[Image point annotation entries]
:::
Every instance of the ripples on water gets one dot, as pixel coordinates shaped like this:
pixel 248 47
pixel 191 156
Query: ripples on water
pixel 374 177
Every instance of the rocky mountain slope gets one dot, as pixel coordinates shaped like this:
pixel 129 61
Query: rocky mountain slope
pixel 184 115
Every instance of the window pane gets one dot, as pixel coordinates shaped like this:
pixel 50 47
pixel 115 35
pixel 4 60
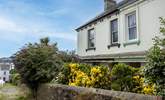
:::
§ What is being asked
Render every line of the records above as a Markdown table with the columns No. and Line, giving each row a number and skipping blank lines. Leave the pictures out of your answer.

§ Answer to the exercise
| No. | Line |
|---|---|
| 1 | Every instance of the ripples on water gets one dot, as pixel coordinates shaped like this: |
| 2 | pixel 248 47 |
| 3 | pixel 191 156 |
| 4 | Query: ripples on water |
| 5 | pixel 374 177 |
| 6 | Every instance of the rocky mountain slope gets one dot, as pixel coordinates shaped like this: |
| 7 | pixel 129 61 |
| 8 | Query: rocky mountain slope |
| 9 | pixel 184 115 |
| 10 | Every instance of the window pane gets one dot, as pixel coordinates shaped like this: |
| 11 | pixel 50 47 |
| 12 | pixel 115 35 |
| 13 | pixel 4 60 |